■ **Task item**:
In the listing below, count the lines with "light" and report only the figure.
Data supplied section start
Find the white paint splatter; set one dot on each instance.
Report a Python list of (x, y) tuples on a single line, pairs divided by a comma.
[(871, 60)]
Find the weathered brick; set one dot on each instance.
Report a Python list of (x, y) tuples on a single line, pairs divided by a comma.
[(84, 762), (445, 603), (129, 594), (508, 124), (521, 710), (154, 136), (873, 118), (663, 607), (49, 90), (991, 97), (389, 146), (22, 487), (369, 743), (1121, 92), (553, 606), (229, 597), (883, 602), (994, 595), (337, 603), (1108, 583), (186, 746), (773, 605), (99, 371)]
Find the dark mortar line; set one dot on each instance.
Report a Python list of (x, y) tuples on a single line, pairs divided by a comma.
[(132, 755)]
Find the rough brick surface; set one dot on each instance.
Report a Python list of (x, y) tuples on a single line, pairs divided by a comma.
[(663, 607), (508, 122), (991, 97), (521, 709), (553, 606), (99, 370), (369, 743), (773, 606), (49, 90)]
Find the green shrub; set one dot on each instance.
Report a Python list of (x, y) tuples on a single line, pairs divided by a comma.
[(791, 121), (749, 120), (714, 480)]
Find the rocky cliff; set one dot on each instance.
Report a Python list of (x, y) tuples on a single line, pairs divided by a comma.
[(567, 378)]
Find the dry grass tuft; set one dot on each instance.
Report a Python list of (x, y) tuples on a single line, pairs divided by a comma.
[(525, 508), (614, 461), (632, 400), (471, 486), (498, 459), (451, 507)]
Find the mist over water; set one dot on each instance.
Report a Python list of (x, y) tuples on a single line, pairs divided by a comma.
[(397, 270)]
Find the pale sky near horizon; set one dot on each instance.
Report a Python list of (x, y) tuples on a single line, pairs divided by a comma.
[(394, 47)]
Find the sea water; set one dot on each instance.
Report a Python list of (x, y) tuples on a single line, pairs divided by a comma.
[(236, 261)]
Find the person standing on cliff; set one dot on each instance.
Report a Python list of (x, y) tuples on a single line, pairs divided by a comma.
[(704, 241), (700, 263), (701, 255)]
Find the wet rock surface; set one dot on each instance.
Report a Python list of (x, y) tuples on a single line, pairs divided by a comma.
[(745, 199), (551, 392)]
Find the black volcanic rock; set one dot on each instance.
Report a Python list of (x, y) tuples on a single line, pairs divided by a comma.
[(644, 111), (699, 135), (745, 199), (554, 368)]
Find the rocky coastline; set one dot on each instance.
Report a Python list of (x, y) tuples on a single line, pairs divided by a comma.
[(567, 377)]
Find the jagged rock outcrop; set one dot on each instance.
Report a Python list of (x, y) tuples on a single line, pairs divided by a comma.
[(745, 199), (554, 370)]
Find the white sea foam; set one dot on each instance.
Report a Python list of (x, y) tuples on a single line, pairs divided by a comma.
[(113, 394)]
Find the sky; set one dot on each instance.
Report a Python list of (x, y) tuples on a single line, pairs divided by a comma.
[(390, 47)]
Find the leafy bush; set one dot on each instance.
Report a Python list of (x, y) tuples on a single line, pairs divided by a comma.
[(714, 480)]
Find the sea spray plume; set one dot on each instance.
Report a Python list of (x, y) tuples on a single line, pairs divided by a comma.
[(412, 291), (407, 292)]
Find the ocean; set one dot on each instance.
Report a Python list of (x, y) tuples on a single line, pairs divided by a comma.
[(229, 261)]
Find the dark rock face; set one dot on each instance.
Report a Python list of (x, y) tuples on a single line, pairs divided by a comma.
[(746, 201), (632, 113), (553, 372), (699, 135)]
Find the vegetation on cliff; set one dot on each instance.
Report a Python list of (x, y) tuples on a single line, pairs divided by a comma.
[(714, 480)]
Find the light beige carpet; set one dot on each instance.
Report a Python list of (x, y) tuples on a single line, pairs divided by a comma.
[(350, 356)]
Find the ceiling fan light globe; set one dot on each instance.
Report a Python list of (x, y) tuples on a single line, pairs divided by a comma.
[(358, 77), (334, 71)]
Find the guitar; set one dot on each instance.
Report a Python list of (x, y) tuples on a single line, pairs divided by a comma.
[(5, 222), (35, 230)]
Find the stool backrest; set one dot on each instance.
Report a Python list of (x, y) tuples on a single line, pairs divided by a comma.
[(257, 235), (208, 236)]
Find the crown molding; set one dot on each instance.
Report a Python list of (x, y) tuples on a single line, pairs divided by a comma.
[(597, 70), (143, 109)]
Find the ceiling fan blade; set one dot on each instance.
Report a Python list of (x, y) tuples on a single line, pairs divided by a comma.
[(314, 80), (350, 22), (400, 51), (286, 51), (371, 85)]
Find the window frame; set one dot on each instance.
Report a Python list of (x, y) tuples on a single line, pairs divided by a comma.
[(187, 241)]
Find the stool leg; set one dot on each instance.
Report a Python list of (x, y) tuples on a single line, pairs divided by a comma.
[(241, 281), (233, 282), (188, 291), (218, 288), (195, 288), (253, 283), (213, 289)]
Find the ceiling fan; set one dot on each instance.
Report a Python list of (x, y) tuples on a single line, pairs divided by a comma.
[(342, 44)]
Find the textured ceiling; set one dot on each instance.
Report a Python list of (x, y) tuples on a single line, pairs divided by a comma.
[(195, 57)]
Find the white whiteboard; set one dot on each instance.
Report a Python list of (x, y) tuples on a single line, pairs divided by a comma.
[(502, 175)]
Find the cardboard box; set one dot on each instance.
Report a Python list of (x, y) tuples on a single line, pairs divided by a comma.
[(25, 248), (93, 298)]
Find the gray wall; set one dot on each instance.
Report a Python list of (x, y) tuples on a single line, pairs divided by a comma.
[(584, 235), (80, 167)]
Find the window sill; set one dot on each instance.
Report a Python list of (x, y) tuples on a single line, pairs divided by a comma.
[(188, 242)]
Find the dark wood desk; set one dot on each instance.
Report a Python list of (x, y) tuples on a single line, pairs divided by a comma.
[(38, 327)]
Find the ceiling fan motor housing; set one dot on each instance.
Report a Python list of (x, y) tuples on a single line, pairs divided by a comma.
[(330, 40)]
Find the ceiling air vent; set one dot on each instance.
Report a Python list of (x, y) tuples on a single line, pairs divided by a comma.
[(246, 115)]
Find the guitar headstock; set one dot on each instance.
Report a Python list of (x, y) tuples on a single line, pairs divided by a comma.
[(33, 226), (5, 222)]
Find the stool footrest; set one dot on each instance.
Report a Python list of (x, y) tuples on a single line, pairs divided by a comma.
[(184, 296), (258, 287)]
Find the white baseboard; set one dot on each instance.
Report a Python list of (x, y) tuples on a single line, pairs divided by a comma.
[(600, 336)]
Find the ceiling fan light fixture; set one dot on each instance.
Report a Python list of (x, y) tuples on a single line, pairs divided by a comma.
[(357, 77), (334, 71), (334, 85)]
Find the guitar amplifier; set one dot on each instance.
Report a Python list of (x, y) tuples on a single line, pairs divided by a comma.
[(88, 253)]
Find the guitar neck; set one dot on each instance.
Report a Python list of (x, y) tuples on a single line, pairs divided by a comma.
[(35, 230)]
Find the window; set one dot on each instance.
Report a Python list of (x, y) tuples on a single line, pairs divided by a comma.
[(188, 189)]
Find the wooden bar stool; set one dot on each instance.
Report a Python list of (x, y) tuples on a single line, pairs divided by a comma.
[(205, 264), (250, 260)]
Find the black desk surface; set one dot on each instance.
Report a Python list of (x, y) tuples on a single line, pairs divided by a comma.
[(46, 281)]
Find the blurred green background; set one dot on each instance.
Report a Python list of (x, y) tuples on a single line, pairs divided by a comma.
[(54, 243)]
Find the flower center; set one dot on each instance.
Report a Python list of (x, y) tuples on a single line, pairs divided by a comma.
Data supplied section end
■ **Solution to this task**:
3